◆ **WORK TO COMPLETE**
Format every line of the listing below as a numbered list, omitting blank lines. Leave the pictures out of the answer.

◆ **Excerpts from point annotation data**
◆ ◆ ◆ ◆ ◆

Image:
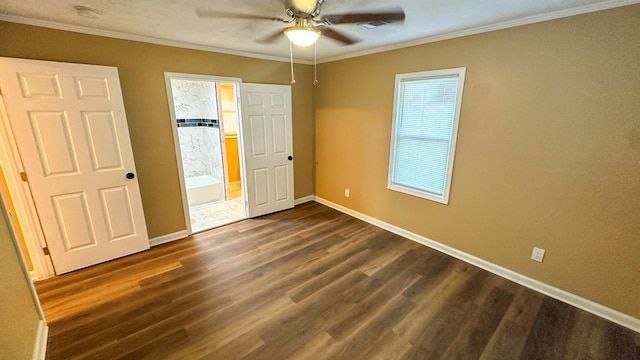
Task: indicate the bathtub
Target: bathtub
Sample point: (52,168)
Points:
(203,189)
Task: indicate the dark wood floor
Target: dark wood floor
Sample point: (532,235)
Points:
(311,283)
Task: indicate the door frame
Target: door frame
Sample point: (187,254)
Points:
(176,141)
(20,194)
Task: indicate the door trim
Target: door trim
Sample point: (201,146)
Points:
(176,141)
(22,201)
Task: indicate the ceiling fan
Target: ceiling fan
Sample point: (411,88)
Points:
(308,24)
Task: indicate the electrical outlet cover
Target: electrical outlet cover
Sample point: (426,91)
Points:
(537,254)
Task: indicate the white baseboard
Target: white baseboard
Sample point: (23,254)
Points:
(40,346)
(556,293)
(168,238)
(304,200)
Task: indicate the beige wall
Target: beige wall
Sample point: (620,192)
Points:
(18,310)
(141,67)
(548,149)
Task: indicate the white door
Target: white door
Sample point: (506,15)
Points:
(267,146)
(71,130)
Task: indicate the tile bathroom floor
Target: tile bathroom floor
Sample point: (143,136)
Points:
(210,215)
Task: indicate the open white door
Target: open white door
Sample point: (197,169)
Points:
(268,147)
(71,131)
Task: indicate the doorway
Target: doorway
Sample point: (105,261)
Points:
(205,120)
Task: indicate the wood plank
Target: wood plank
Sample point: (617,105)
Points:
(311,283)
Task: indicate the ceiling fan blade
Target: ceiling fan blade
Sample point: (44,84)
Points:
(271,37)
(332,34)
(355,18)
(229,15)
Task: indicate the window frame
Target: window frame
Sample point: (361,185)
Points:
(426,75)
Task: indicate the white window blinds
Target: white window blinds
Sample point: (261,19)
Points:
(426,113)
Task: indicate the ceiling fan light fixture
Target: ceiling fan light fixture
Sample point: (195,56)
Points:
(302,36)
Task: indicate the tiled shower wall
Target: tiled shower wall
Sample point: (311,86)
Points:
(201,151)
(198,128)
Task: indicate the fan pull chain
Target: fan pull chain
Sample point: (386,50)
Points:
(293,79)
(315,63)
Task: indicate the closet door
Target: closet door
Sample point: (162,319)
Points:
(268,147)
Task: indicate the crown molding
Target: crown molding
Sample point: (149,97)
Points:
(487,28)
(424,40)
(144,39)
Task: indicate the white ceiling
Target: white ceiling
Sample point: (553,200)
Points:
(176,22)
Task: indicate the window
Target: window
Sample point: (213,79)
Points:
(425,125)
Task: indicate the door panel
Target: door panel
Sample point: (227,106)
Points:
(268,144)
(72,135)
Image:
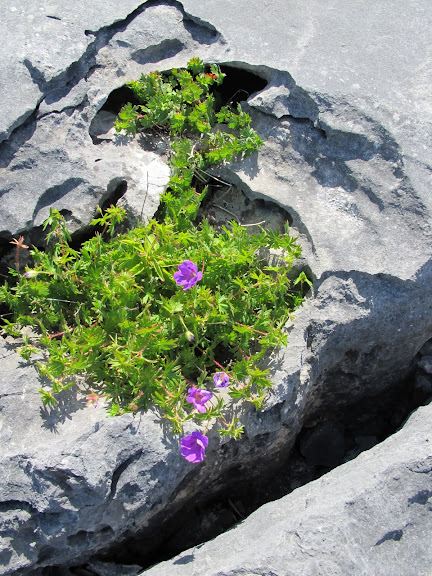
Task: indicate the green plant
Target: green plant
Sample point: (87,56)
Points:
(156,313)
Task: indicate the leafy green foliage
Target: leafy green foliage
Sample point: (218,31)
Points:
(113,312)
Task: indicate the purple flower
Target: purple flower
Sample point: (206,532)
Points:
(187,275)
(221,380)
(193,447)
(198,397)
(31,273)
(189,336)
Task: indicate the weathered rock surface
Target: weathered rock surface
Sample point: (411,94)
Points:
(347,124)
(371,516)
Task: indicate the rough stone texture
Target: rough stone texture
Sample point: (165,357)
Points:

◆ ◆ ◆ ◆ ◆

◆ **FULL OUTPUT**
1. Image:
2. Task: indicate the bathtub
3. Target: bathtub
4. Sample point: (52,168)
5. Points:
6. (203,189)
7. Task: indicate the dark wood floor
8. Target: dark wood floor
9. Sample point: (532,235)
10. Points:
11. (311,283)
12. Task: indicate the door frame
13. Target: door frame
14. Sample point: (187,254)
15. Points:
16. (176,141)
17. (20,194)
18. Task: indicate the door trim
19. Target: door trim
20. Sample point: (201,146)
21. Points:
22. (176,141)
23. (22,201)
24. Task: indicate the ceiling fan
25. Target: ceiling fan
26. Sample point: (411,88)
27. Points:
28. (308,24)
29. Task: indicate the electrical outlet cover
30. Target: electrical outlet cover
31. Sample point: (426,91)
32. Points:
33. (537,254)
34. Task: indicate the white baseboard
35. Target: white baseboard
36. Sample point: (23,254)
37. Points:
38. (40,346)
39. (556,293)
40. (168,238)
41. (304,200)
42. Task: indicate the beige wall
43. Target: beige wall
44. Sample point: (620,192)
45. Points:
46. (18,310)
47. (141,67)
48. (548,149)
49. Task: indicate the white door
50. Target: white door
51. Sample point: (506,15)
52. Points:
53. (267,146)
54. (71,130)
55. Task: indicate the tile bathroom floor
56. Target: tile bathroom floor
57. Sample point: (143,136)
58. Points:
59. (210,215)
60. Task: indicate the open white door
61. Target: open white door
62. Sample point: (197,169)
63. Points:
64. (268,147)
65. (71,131)
66. Task: indicate the doorway
67. Target: doorway
68. Sample point: (105,261)
69. Points:
70. (205,120)
71. Task: indicate the wood plank
72. Target: wood plank
73. Sample point: (617,105)
74. Points:
75. (311,283)
76. Task: indicate the ceiling fan blade
77. Target: ceiling fan blade
78. Sample point: (44,84)
79. Points:
80. (271,37)
81. (332,34)
82. (355,18)
83. (229,15)
84. Task: indicate the window frame
85. Target: window frame
86. Sample point: (361,185)
87. Points:
88. (426,75)
89. Task: indicate the white window blinds
90. Target: white window blinds
91. Sample point: (261,19)
92. Points:
93. (426,113)
94. Task: indicate the ceiling fan light fixture
95. Target: ceiling fan light fixture
96. Sample point: (195,56)
97. Points:
98. (302,36)
99. Task: indicate the tiled shower wall
100. Target: tiled shower wall
101. Sample point: (311,86)
102. Points:
103. (201,151)
104. (198,128)
105. Task: indicate the fan pull chain
106. Target: fan pull chain
107. Sample point: (386,50)
108. Points:
109. (293,79)
110. (315,63)
111. Task: indicate the closet door
112. Target: closet door
113. Sample point: (162,319)
114. Points:
115. (268,147)
116. Task: indicate the crown molding
117. Target: crown molding
118. Sample point: (149,97)
119. Points:
120. (487,28)
121. (424,40)
122. (144,39)
123. Task: indicate the white ceiling
124. Target: white ceiling
125. Sample point: (553,200)
126. Points:
127. (176,22)
128. Task: indicate the window
129. Target: window
130. Sample point: (213,79)
131. Points:
132. (425,125)
133. Task: indicate the door panel
134. Target: door panel
135. Sample point: (227,106)
136. Points:
137. (268,144)
138. (72,135)
139. Image:
140. Task: indicate the green plant
141. Target: green plant
142. Sample point: (87,56)
143. Points:
144. (156,313)
145. Task: indicate the leafy green foliage
146. Target: leafy green foliage
147. Sample point: (218,31)
148. Points:
149. (113,312)
150. Task: indicate the purple flower
151. Target: purple flower
152. Sample point: (206,532)
153. Points:
154. (187,275)
155. (221,380)
156. (193,447)
157. (198,397)
158. (31,273)
159. (189,336)
160. Task: indicate the weathered rock surface
161. Target: weathered rock surface
162. Sample point: (411,94)
163. Points:
164. (347,124)
165. (371,516)
166. Task: indicate the rough stone texture
167. Target: rough stone texture
168. Sample point: (165,357)
169. Points:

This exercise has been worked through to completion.